### YOUR OBJECTIVE
When the line containing "If you could indicate the sunset" is reached, begin reproducing lines exactly and continue through the last line of the records below.

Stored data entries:
>>>>>
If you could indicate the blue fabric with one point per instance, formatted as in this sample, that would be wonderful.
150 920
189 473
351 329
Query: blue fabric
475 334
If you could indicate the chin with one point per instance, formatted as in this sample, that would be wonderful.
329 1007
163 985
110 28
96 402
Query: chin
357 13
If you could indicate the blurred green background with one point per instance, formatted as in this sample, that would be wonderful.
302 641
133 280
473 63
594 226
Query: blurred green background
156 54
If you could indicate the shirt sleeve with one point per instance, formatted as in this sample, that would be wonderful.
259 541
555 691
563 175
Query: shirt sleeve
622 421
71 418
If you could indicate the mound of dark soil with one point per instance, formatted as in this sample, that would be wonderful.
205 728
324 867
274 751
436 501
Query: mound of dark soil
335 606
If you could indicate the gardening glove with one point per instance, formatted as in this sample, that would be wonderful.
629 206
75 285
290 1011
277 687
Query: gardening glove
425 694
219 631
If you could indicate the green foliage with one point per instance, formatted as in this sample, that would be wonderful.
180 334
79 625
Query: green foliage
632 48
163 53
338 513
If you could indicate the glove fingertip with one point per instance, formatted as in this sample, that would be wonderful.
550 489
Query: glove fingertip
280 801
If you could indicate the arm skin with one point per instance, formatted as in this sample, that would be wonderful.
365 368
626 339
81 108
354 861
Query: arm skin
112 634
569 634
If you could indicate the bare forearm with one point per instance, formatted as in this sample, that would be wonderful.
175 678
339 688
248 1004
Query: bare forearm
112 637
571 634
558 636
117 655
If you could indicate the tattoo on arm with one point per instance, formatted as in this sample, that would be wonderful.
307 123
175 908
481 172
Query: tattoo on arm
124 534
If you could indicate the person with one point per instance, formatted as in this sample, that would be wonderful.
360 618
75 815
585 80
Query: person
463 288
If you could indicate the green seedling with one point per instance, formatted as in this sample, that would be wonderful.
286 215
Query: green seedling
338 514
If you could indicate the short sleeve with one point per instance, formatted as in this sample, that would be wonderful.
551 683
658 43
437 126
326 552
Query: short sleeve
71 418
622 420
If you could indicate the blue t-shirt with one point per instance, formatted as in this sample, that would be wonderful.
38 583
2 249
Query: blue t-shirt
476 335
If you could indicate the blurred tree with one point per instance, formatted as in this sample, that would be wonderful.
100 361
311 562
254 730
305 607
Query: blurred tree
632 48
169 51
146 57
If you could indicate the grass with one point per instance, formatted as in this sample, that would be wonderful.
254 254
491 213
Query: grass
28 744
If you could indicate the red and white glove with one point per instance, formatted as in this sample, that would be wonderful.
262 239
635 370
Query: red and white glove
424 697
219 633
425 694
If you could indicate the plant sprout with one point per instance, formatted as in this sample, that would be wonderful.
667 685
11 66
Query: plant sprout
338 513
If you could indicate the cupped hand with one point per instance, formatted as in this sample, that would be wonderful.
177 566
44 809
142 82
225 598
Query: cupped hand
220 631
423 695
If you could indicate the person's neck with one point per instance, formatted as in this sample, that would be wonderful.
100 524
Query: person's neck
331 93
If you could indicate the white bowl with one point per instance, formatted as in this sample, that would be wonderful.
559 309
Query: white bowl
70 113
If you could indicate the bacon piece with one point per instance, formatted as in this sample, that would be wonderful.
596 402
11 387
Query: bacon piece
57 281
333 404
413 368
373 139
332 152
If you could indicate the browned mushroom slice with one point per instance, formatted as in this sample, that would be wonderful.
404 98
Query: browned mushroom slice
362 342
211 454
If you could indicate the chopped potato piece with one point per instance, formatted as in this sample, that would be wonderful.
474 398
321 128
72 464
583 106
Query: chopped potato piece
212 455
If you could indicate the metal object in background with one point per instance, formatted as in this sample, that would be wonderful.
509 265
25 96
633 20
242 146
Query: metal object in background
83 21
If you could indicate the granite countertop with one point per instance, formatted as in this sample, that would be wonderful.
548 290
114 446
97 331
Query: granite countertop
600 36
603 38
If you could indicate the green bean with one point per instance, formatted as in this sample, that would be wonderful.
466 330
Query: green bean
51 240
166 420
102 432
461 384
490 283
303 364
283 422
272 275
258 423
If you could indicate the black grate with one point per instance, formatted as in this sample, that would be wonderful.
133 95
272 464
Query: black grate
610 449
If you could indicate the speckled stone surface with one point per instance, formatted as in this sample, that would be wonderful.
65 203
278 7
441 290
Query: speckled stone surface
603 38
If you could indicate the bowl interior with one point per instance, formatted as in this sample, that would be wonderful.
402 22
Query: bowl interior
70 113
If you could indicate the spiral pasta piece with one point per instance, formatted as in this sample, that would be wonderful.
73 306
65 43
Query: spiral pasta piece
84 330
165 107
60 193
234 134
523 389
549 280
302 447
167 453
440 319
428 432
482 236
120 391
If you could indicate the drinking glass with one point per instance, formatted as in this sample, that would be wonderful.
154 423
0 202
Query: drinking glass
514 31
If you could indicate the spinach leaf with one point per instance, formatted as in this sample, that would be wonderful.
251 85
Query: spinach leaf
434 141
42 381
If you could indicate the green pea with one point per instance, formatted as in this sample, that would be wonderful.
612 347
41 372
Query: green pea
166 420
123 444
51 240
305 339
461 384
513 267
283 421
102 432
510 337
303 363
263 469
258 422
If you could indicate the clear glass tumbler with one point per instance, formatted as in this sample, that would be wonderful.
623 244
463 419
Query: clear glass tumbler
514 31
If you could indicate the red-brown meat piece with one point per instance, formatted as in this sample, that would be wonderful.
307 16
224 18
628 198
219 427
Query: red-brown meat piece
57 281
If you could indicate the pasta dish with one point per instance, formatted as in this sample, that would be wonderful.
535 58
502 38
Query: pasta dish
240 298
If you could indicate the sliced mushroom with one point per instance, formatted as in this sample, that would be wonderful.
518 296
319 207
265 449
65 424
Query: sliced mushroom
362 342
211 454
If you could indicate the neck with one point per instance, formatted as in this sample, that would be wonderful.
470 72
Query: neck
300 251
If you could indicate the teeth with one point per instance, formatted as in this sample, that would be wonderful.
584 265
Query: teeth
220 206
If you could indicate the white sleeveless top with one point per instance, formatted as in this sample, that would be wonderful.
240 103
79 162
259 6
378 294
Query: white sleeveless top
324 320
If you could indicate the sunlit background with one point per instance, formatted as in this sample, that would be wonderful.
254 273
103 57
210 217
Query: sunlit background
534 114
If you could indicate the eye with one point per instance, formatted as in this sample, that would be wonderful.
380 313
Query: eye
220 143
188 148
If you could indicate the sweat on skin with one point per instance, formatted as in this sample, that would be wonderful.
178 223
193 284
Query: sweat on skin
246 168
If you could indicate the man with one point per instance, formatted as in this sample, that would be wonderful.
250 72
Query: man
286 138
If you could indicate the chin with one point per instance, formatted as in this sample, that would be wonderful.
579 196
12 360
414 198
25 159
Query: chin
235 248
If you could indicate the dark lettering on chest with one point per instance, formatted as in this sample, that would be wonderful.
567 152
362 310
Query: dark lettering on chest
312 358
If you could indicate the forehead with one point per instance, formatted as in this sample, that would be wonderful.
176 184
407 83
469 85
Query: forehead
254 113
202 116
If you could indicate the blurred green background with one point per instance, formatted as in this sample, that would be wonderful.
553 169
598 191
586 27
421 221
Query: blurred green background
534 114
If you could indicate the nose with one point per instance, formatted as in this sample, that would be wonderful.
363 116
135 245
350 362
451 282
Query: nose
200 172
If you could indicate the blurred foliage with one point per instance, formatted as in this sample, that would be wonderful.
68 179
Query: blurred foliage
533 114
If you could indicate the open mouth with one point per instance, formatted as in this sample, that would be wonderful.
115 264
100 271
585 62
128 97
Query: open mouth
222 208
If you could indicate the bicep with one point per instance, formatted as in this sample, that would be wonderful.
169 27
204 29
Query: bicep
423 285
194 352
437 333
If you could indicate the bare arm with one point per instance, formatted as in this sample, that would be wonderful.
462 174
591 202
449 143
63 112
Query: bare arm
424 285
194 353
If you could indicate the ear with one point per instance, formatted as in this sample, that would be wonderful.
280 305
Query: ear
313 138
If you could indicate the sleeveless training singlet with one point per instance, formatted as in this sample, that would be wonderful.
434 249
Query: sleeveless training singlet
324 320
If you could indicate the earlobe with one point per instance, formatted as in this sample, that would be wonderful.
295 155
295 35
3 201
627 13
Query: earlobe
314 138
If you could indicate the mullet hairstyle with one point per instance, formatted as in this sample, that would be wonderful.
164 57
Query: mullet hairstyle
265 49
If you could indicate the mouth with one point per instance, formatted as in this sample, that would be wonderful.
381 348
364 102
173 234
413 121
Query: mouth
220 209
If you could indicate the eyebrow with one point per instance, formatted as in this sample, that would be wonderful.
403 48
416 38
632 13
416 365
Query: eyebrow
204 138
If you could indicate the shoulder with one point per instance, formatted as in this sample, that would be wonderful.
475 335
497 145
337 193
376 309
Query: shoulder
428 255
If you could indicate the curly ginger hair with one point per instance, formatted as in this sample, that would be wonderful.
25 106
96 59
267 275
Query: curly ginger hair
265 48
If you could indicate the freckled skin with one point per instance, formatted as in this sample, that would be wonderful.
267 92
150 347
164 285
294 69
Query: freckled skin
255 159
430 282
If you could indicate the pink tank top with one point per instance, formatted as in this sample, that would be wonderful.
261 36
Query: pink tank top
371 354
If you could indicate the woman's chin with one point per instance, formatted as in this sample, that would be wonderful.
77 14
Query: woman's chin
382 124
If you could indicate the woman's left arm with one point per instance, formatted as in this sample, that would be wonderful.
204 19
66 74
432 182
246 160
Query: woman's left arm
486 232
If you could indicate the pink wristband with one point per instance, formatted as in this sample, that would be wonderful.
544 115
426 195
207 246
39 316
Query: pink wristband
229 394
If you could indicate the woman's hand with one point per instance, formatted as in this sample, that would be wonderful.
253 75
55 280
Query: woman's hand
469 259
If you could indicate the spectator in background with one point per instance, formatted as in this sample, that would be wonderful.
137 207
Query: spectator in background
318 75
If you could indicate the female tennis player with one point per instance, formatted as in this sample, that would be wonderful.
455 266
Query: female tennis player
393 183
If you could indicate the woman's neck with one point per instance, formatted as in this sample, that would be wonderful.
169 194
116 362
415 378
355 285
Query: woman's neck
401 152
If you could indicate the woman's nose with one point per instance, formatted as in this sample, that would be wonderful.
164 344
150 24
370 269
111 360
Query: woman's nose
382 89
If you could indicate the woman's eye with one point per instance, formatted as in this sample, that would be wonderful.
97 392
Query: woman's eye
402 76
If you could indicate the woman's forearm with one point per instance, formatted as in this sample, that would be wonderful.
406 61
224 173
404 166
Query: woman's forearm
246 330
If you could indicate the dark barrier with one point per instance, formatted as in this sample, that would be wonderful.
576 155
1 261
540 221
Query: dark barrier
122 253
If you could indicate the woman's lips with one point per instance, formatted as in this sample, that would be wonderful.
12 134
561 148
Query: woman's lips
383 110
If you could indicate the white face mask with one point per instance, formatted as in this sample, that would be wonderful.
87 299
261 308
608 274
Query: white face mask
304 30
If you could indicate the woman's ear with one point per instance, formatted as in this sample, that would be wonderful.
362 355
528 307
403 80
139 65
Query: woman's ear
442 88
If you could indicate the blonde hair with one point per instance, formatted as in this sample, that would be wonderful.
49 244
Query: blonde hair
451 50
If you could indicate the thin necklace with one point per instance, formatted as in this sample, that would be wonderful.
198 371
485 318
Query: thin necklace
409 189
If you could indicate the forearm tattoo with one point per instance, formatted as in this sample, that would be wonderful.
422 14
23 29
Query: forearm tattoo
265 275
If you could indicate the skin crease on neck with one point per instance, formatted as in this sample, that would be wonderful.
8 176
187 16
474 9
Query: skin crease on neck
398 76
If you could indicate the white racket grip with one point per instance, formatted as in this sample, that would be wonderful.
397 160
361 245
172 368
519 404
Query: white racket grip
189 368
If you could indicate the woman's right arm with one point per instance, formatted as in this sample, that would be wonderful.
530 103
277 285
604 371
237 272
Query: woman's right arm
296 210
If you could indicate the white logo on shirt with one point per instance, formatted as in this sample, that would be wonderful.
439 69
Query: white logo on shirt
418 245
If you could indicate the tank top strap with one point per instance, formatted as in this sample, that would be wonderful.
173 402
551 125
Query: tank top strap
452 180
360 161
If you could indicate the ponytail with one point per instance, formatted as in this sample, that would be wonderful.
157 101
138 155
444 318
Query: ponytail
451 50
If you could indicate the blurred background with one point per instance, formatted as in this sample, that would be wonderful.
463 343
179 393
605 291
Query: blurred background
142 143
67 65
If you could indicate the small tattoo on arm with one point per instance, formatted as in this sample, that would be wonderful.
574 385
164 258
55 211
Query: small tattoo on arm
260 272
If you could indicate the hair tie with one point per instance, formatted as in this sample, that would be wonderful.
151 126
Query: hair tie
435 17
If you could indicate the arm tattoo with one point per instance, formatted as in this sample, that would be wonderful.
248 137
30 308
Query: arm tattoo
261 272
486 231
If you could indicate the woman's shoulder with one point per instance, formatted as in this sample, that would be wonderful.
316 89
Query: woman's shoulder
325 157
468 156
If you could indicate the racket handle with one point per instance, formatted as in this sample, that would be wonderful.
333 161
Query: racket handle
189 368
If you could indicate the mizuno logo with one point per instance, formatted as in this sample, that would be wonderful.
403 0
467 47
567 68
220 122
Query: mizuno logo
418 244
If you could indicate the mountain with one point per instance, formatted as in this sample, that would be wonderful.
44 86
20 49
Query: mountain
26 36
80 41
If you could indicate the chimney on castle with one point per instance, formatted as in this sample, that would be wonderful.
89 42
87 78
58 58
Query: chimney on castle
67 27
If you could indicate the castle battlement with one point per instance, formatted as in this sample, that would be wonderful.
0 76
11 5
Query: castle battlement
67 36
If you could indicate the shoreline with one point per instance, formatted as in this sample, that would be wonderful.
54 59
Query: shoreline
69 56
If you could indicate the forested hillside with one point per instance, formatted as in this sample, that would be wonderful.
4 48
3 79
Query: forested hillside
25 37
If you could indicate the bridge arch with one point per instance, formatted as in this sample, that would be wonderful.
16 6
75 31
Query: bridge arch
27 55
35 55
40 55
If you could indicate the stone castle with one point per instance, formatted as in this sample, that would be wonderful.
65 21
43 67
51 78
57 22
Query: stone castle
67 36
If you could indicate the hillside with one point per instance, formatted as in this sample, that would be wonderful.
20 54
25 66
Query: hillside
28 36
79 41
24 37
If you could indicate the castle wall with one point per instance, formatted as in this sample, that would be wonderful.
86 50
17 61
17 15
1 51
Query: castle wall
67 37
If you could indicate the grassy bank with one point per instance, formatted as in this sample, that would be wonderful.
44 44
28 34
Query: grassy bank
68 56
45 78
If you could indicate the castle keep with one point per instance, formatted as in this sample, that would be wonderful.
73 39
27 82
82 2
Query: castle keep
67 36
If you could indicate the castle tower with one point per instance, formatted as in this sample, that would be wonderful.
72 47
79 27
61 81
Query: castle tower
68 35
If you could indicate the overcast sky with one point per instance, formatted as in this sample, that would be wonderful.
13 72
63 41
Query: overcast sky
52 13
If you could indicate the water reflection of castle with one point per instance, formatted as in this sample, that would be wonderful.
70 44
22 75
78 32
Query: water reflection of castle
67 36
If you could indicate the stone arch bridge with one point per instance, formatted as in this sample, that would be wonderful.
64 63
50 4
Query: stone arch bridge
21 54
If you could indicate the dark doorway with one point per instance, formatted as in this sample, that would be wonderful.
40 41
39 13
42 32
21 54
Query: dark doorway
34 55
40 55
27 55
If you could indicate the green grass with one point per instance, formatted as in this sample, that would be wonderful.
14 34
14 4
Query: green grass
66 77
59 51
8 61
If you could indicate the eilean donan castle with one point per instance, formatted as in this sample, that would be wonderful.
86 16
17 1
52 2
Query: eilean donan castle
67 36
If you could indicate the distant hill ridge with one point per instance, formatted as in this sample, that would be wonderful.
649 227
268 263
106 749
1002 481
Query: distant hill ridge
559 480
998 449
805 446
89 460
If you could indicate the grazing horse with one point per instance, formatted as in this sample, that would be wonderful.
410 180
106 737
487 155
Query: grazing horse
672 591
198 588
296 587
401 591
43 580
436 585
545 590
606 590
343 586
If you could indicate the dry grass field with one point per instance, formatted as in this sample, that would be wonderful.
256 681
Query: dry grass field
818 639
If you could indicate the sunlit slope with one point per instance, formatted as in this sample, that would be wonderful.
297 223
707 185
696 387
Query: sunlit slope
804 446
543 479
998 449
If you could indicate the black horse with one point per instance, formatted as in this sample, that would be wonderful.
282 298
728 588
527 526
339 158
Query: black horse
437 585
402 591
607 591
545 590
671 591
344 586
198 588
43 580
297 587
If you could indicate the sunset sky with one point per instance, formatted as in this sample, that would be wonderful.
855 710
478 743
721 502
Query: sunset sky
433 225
<<<<<
### FINISHED TASK
If you could indicate the sunset sky with one point per instance, formatted as in this sample, that would be wonderful.
855 710
478 743
721 502
Query: sunset sky
433 225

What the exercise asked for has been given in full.